Referring expression pointing data
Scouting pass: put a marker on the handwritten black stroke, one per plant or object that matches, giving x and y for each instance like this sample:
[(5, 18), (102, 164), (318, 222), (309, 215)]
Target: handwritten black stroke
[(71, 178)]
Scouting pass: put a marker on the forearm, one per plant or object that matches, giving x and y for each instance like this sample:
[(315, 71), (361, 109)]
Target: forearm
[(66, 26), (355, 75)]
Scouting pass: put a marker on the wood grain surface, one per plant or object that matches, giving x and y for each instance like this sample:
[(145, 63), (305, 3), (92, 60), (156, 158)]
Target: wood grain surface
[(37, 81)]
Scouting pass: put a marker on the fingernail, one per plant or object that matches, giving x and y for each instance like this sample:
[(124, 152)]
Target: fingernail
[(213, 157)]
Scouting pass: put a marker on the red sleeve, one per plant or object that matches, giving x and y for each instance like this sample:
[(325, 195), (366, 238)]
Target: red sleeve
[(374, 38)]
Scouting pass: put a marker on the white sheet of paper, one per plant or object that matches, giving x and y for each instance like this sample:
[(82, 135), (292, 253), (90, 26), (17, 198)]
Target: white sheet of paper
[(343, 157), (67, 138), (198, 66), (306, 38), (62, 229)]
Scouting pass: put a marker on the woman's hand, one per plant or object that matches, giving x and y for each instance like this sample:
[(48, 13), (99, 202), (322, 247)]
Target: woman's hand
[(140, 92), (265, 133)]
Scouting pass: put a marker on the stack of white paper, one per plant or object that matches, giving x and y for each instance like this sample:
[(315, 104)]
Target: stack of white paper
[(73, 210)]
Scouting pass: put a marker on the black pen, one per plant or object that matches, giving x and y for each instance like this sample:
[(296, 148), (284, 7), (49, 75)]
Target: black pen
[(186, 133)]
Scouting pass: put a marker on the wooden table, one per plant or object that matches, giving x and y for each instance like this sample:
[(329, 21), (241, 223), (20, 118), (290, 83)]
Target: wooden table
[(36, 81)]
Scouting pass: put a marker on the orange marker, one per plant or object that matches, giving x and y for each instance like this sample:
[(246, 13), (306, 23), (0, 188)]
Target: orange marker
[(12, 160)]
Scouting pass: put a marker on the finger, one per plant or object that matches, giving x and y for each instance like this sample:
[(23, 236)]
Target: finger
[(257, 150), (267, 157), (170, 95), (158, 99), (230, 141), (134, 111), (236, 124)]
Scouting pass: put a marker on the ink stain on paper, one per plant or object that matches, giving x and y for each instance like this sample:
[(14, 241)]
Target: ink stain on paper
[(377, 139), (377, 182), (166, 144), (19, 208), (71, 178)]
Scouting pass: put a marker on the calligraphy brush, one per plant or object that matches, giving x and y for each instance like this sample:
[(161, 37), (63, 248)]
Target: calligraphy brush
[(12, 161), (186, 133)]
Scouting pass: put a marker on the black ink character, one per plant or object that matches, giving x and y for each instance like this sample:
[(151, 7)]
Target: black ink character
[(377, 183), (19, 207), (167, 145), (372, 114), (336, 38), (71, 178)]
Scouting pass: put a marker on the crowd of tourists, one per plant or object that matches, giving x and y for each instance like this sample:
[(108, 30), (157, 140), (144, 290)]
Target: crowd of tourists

▶ _What the exercise asks_:
Could you output the records in full, exactly as written?

▶ _Written response_:
Scouting pass: put a marker on the handwritten black stroke, one per plant or object that matches, giving x and y for each instance like this sample:
[(5, 18), (102, 164), (318, 222), (309, 215)]
Target: handwritten black stroke
[(71, 178)]
Scouting pass: put a marker on the forearm, one per plant or object that matches, giving x and y for each instance like this sample:
[(315, 71), (361, 109)]
Target: forearm
[(66, 26), (355, 75)]
Scouting pass: put a marker on the wood grain surface, one per plant or object that matches, giving x and y for each instance like this sample:
[(145, 63), (305, 3), (92, 60), (156, 158)]
Target: wood grain surface
[(37, 81)]
Scouting pass: put a marker on the fingernail, one per plant or object that matches, giving x and y for each instance like this sample:
[(124, 152)]
Target: fingernail
[(213, 157)]
Scouting pass: put a marker on the red sleeve, one per plant or object that matches, giving x and y for each instance like this sample:
[(325, 195), (366, 238)]
Target: red sleeve
[(374, 38)]
Scouting pass: put a marker on the white sheet of paper, one per plant or object that matches, giving x and y for each instance like this sample:
[(82, 135), (292, 253), (90, 26), (17, 198)]
Target: white sheet of paper
[(343, 157), (67, 138), (198, 66), (306, 38), (62, 229)]
Scouting pass: put a marker on the woman's hand, one per plant or object that matches, giving x and y for each instance like this sample:
[(48, 13), (99, 202), (322, 247)]
Target: woman's hand
[(140, 92), (265, 133)]
Scouting pass: put a marker on the stack of white paper, one per plant or object that matches, giving x and y for each instance like this sample:
[(315, 104)]
Target: stack of white paper
[(73, 210)]
Scouting pass: put a marker on the black pen, one per plant or object that matches, giving x and y for each instance like this sample:
[(296, 148), (284, 7), (49, 75)]
Target: black pen
[(186, 133)]
Scouting pass: put a marker on the wooden table, one per plant or object that matches, giving x and y for each instance like this sample:
[(329, 21), (241, 223), (20, 118), (290, 83)]
Target: wooden table
[(36, 81)]
Scouting pass: put a marker on the orange marker, one per plant or object that matches, giving x and y for each instance like this sample:
[(246, 13), (306, 23), (0, 188)]
Target: orange marker
[(12, 160)]
Scouting pass: put a marker on the finger, one per plant or object that matches, giving x and y for each instance like this sample:
[(23, 236)]
Target: finger
[(257, 150), (267, 157), (170, 95), (158, 99), (230, 141), (134, 111), (236, 124)]
Scouting pass: put a marker on the ink stain on paper, one per plant or object that matches, giving x and y for each instance like this sample:
[(14, 241)]
Target: ink stain on paper
[(377, 139), (377, 182), (166, 144), (19, 208), (71, 178)]
Scouting pass: put a marker on the calligraphy brush, one per plant or object that matches, giving x and y for each instance like this sample:
[(161, 37), (63, 248)]
Target: calligraphy brush
[(12, 161), (186, 133)]
Scouting pass: put a marker on the black ink character, one per plant or object that matches, giving x and y for each instance like this sample:
[(151, 7)]
Target: black ink character
[(377, 183), (19, 207), (167, 145), (372, 114), (336, 38), (71, 178)]
Scouting pass: put a marker on the crowd of tourists, one per plant or object that matches, giving x and y for each instance like this sample:
[(108, 30), (157, 140), (144, 290)]
Target: crowd of tourists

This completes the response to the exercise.